**練習問題:**
A. 下の本文抜粋で「小林清親の錦絵が良く売れたお礼として」で始まる段落を、主な事実を残して箇条書きに書き直してください。
B. 幻太夫と浮世絵師たちについての下の本文抜粋を、最後の文の後から書き継いでください。

**本文抜粋:**
········

上掲の浮世絵では雪景色を背景に三人の遊女が描かれています。中央に描かれているのが幻太夫です。
幻太夫の打掛には蜘蛛の巣にからめとられた桜花と蜘蛛の姿が。そして髑髏の柄が描かれています。筆者は蜘蛛が大嫌いなので、蜘蛛の姿が描かれた着物を着るなんてゾッとします。現代のドクロ柄はファッションとして受け入れられていますが、この時代に女性が髑髏柄の着物を着るのはかなり異様なことだったのではないでしょうか。
しかし幻太夫が手にしているのは“雪うさぎ”。目に南天の実を入れるので、難が転じる縁起物とも言われます。月岡芳年の優しい気持ちの現れでしょうか。
ただそのような蜜月もやがては終わりを迎えます。月岡芳年と幻太夫の間に何らかのトラブルがあり、月岡芳年は突然松葉楼へは通わなくなります。
また『東京名所図』シリーズにより人気浮世絵師となった“小林清親”も幻太夫のもとを訪れています。
小林清親の錦絵が良く売れたお礼として、版元の大黒屋・松平平吉に祝の席を設けてもらいました。両国の料亭で御馳走になった後、根津の遊郭に繰り出すことになるのです。
以下に小林清親の談を引用します。

········

**記録一覧:**
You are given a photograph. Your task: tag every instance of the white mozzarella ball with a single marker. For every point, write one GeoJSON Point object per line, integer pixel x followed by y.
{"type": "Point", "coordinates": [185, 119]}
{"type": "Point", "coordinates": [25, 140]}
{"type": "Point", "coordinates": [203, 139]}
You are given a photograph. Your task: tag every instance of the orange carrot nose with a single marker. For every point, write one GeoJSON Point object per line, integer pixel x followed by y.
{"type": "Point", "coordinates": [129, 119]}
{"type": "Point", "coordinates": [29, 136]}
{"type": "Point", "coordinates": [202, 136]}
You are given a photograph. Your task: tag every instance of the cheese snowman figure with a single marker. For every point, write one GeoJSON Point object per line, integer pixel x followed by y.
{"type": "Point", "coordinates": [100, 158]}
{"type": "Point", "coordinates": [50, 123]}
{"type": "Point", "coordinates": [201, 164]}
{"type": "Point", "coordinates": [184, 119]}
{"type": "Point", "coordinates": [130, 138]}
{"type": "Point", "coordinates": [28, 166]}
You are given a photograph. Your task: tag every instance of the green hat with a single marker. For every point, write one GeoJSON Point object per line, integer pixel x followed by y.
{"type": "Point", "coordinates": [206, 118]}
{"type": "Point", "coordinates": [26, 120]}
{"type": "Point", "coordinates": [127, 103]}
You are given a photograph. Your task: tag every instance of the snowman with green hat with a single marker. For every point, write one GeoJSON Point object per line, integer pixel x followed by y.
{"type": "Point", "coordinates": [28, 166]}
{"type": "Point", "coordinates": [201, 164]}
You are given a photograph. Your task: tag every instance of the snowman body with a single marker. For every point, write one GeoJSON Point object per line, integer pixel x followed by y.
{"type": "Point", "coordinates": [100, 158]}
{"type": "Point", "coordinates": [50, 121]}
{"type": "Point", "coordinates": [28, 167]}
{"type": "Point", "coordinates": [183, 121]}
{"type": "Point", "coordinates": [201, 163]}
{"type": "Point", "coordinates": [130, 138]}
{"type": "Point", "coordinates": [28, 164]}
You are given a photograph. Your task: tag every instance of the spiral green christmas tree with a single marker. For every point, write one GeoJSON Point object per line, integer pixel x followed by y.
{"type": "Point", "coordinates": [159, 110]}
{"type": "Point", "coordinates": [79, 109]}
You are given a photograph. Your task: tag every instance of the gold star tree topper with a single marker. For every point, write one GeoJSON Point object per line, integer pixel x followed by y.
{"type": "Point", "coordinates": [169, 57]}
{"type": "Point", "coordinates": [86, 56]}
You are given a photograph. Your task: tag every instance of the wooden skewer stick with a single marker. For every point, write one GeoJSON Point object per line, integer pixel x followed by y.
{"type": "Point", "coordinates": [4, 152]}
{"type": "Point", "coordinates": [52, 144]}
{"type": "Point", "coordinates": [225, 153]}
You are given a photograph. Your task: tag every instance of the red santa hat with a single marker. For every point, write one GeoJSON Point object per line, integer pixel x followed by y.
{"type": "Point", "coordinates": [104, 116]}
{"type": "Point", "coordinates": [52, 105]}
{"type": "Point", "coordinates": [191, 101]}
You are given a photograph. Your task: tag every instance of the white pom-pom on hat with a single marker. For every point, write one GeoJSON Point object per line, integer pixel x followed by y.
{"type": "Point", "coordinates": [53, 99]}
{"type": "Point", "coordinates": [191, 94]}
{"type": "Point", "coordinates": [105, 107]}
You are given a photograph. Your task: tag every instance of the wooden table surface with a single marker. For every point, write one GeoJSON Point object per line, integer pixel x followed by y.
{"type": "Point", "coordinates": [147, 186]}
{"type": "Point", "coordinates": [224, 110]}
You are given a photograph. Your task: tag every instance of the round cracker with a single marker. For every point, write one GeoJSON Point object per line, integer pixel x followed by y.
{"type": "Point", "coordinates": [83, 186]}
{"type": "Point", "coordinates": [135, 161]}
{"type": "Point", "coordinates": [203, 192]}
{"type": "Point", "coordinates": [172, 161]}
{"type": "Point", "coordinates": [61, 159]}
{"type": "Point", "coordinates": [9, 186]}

········

**解答:**
A.
- 小林清親の錦絵が良く売れたお礼に、版元の大黒屋・松平平吉が祝いの席を設けた。
- 両国の料亭で御馳走になった。
- その後、根津の遊郭に繰り出すことになった。

B.
「或る部屋へ連れ込まれ、成る程驚いた、それがまぼろしの部屋でありました。・・・・・部屋には仏壇あり、仏像あり、襖の張付けは例の蓮の花で其身は
切下げ髪に輪袈裟というふ巫山戯(ふざけ)た行粧で勤めをして居たのです。此部屋で再び大いに飲み上げたが、大平が頻りに画家扱ひにするので、ついに裲襠を
描いてやる約束が成り立ち、後日白無垢へ墨絵で描いたのは羅漢の像で世間で骸骨を描いた様にいふのは誤伝であります」 (『浮世絵師』第16号)。
小林清親は幻太夫の肖像も描いたという話も残っています。
また幻太夫は、松葉楼を訪れたある財閥の大物を、これは上客だと目をつけ自分の客にしようとあれこれ画策したという噂もあります。
挙句の果てにはなんと小指を切って送りつけたというのです。遊女が自分の小指を切って相手に送るというのは“あなただけは私が本当に愛している人です”ということを伝える方法だったのです。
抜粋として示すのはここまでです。